Data entries

## Begin

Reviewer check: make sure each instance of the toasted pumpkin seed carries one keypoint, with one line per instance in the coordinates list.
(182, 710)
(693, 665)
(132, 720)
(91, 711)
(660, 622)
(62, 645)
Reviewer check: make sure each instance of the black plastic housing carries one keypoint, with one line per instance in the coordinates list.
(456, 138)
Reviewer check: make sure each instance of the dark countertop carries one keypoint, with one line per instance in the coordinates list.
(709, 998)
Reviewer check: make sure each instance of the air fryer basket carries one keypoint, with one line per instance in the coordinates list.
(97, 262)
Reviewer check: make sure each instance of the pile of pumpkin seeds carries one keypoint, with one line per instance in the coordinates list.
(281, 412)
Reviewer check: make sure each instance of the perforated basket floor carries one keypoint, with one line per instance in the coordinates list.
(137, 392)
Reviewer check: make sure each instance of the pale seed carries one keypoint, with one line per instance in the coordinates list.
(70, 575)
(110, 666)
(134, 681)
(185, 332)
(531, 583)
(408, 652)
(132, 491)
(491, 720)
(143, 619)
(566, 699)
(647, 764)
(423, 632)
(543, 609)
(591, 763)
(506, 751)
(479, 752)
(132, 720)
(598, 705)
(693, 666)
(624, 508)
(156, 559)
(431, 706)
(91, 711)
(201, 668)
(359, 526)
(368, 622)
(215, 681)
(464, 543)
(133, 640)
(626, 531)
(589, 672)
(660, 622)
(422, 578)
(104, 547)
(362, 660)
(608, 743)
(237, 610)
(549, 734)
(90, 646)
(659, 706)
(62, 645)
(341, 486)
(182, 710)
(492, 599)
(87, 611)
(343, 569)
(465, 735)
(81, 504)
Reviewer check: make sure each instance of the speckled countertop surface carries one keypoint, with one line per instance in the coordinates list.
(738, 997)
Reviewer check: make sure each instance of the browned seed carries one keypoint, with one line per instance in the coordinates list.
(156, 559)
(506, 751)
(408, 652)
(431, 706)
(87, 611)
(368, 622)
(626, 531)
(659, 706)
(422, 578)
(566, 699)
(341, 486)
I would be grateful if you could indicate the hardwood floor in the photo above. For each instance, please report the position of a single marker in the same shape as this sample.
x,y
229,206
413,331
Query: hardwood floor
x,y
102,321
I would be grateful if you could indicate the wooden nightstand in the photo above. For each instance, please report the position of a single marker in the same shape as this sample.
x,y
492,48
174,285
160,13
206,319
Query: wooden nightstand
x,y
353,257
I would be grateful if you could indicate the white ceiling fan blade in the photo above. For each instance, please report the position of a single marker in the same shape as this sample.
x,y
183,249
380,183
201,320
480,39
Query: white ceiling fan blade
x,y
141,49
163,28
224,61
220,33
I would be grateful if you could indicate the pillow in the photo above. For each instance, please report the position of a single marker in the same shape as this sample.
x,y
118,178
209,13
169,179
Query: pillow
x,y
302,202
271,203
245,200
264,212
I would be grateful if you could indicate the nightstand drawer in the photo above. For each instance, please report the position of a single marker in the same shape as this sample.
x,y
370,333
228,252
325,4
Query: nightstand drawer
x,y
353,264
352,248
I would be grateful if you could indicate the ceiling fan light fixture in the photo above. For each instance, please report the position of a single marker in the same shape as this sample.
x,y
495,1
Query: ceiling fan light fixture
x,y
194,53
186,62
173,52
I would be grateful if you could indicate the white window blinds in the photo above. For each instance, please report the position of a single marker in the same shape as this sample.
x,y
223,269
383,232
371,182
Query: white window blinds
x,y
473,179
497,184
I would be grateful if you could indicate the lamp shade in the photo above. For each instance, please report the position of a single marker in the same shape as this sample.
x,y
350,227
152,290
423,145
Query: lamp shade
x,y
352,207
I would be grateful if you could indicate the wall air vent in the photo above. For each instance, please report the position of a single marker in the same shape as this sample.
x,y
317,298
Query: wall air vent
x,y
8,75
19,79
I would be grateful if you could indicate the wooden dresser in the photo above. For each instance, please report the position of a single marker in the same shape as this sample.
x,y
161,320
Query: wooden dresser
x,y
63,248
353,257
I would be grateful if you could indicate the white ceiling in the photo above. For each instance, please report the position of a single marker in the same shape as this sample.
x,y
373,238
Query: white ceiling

## End

:: Task brief ::
Reproduce verbatim everything from the line containing "I would be grateful if you could indicate the ceiling" down to the end of the data, with both ends included.

:: Response to the task ::
I would be grateful if you could indicate the ceiling fan light fixture in the photo above. For each instance, please report the position of a single marker in the same shape as this sample.
x,y
495,1
Query: ceiling fan light fixture
x,y
194,53
186,62
173,52
I would be grateful if you could indicate the white window blinds in the photo above. For each instance, please report the position of a single marker in the same shape as this sample.
x,y
223,269
383,232
371,182
Query: white window blinds
x,y
473,179
497,184
I would be grateful if you could indicate the lamp shade in the photo above. For each instance, please report the position of a single marker in the same shape as this sample.
x,y
350,227
152,290
423,145
Query: lamp shade
x,y
352,207
I would be grateful if you could indicate the wall air vent in the photo above. For each instance, please report the position of a single marker in the same shape as this sample.
x,y
317,298
Query: wall air vent
x,y
8,75
19,79
I would be grateful if you could indicate the wooden dresser in the photo above. For each instance, please report the position of a single marker in the same shape as this sample.
x,y
161,320
Query: wooden dresser
x,y
63,248
353,257
I would be grateful if you could indicate the white ceiling in the photo above. For each instance, please report the position of a single marker in the same shape as this sample.
x,y
373,238
Query: white ceiling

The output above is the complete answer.